------ PROVIDED DATA
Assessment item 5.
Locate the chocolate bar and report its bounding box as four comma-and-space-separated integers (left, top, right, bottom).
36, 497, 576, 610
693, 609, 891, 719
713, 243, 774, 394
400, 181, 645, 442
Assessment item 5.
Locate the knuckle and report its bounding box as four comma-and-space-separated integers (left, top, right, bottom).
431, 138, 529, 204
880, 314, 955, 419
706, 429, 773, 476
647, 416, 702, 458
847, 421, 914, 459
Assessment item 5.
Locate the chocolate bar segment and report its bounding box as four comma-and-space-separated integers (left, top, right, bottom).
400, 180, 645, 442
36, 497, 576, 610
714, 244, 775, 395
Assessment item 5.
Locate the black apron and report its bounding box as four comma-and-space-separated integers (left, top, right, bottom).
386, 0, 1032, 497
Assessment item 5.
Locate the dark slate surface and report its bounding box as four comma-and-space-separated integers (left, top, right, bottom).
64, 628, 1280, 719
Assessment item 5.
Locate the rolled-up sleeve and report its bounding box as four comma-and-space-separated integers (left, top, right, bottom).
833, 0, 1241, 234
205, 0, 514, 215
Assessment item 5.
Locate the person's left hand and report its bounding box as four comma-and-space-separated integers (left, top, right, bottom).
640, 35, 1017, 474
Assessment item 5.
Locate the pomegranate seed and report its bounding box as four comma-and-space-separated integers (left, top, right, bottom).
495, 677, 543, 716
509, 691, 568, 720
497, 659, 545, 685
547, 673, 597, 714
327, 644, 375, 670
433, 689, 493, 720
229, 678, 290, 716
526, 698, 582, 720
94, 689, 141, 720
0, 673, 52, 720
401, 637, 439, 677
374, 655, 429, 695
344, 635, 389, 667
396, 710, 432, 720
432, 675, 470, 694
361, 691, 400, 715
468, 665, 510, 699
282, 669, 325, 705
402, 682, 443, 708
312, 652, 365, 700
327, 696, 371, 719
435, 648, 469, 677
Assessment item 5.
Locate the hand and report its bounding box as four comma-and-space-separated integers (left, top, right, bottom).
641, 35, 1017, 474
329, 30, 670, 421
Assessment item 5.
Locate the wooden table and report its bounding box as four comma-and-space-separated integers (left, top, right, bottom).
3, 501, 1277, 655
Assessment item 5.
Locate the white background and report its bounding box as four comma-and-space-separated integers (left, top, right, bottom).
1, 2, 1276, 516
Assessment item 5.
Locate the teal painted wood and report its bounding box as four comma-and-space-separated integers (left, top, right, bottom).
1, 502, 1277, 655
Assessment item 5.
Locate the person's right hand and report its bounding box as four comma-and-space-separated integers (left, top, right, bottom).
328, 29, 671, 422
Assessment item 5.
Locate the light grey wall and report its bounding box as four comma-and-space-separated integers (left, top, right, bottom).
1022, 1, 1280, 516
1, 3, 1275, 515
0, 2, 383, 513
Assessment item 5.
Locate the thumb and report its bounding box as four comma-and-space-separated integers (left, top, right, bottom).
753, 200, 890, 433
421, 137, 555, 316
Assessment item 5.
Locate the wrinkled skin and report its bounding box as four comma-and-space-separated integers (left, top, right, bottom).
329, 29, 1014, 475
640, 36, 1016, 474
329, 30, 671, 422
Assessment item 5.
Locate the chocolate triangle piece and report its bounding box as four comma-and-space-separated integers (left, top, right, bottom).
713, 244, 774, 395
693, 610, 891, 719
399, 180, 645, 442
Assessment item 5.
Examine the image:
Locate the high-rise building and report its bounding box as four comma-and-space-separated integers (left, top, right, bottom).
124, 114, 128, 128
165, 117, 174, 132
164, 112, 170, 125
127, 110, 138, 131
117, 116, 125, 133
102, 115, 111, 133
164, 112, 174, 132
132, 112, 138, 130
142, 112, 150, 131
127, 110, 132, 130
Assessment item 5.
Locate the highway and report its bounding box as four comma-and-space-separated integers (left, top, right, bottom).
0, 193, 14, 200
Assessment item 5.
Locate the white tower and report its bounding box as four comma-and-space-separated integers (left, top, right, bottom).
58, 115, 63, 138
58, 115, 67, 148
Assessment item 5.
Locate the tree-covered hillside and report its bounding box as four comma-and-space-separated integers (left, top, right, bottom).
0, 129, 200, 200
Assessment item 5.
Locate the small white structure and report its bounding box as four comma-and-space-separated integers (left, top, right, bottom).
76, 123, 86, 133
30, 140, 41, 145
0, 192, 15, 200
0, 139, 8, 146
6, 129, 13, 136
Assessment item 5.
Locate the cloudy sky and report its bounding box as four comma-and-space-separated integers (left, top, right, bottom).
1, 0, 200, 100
------------
WORK INSTRUCTION: Extract all of the material exactly as it is written.

EXERCISE RESPONSE:
Assessment item 5.
Locate the chocolate bar and report its bounding box as four comma-and-space-separated integers (left, top, right, bottom).
36, 497, 576, 610
693, 609, 891, 719
713, 243, 774, 394
400, 181, 645, 442
Assessment item 5.
Locate the knuckle and report its bounding box as four comma-and-space-separated integers (left, top, right, bottom).
431, 138, 529, 204
880, 314, 955, 419
706, 429, 773, 476
647, 416, 702, 458
847, 421, 914, 459
Assessment item 5.
Locate the chocolate bar segment and report its bounding box as four comma-and-space-separated integers (left, top, right, bottom).
400, 180, 645, 442
36, 497, 576, 610
714, 244, 775, 395
Assessment item 5.
Locate the black apron and report its bounding box as four comma-and-space-separated integers (left, top, right, bottom).
386, 0, 1032, 497
Assessment item 5.
Locate the dark slate surface and report its bounding box as four comma-and-space-separated integers (left, top, right, bottom).
64, 628, 1280, 719
Assessment item 5.
Locate the rolled-up sleeve and report its bounding box as four comma-and-space-separated integers (left, top, right, bottom).
833, 0, 1241, 234
205, 0, 514, 215
Assessment item 5.
Locate the person's left hand and report its bounding box as four comma-and-space-separated integers (left, top, right, bottom).
640, 35, 1017, 474
Assessment item 5.
Locate the pomegranate seed and report its bounding box as four comma-and-space-separated integers (left, top, right, bottom).
495, 677, 543, 716
509, 691, 568, 720
497, 659, 545, 685
547, 673, 597, 714
327, 644, 375, 670
433, 689, 493, 720
229, 678, 290, 716
526, 698, 582, 720
94, 689, 141, 720
0, 673, 52, 720
401, 637, 439, 677
374, 655, 429, 695
344, 635, 389, 667
396, 710, 432, 720
432, 675, 470, 694
361, 691, 400, 715
468, 665, 510, 699
282, 669, 325, 705
402, 682, 443, 708
312, 652, 365, 700
327, 696, 371, 719
435, 648, 469, 677
Assessment item 5.
Locate the hand and report its bounding box as four comma-and-space-separated integers (left, top, right, bottom).
641, 35, 1017, 474
329, 30, 670, 421
Assessment item 5.
Locate the wooden table and report its bounding box as four comma-and-space-separated integers (left, top, right, bottom).
3, 501, 1277, 655
Assessment item 5.
Locate the white background and report its bounding box as four comma-and-space-separated integers (left, top, right, bottom).
1, 2, 1276, 516
Assessment item 5.
Locate the teal painted wood and report its bounding box as four comma-and-space-separated integers (left, top, right, bottom).
1, 502, 1277, 655
Assessment item 5.
Locate the person's right hand and report its bounding box as four comma-and-space-separated integers (left, top, right, bottom).
328, 29, 671, 422
Assessment item 5.
Locate the light grey wall and report its bounding box as four comma-and-space-separated integers (left, top, right, bottom).
1022, 1, 1280, 516
1, 3, 1275, 515
0, 2, 383, 513
Assessment item 5.
Locate the thumb and report its bounding box as four comma-and-space-separated integers (left, top, right, bottom).
753, 200, 890, 433
421, 137, 555, 316
Assessment item 5.
Locate the wrinkled skin and report its bounding box as four comma-and-space-separated integers (left, top, right, bottom).
329, 29, 1014, 475
640, 36, 1016, 474
329, 30, 671, 422
Assessment item 5.
Locate the chocolate triangle piece and report its bounding box as four comma-and-space-separated integers (left, top, right, bottom).
713, 244, 774, 395
693, 610, 891, 719
399, 180, 645, 442
Assessment item 5.
Examine the image:
Locate the high-rise building and report its bounding box as four comma-and-space-separated integers (left, top, right, bottom).
124, 114, 128, 128
165, 117, 174, 132
164, 112, 170, 125
127, 110, 138, 131
117, 116, 125, 133
102, 115, 111, 133
164, 112, 174, 132
132, 112, 138, 130
142, 112, 150, 131
127, 110, 132, 130
Assessment item 5.
Locate the highway and report its bounding box as four comma-and-space-separated integers (left, top, right, bottom).
0, 193, 14, 200
Assessment item 5.
Locate the white tower and report its bounding box as four comma-and-space-separated integers (left, top, right, bottom).
58, 115, 63, 138
58, 115, 67, 148
Assessment item 5.
Locate the tree-covered hillside and report its bounding box as four comma-and-space-separated integers (left, top, right, bottom).
0, 129, 200, 200
Assessment item 5.
Locate the small white structure and report its bounding box as four comma-and-space-separated integers (left, top, right, bottom).
76, 123, 86, 133
30, 140, 41, 145
0, 192, 15, 200
0, 139, 8, 146
6, 129, 13, 136
Assessment item 5.
Locate the cloudy sky and report its bounding box as four comma-and-space-separated integers (left, top, right, bottom).
1, 0, 200, 100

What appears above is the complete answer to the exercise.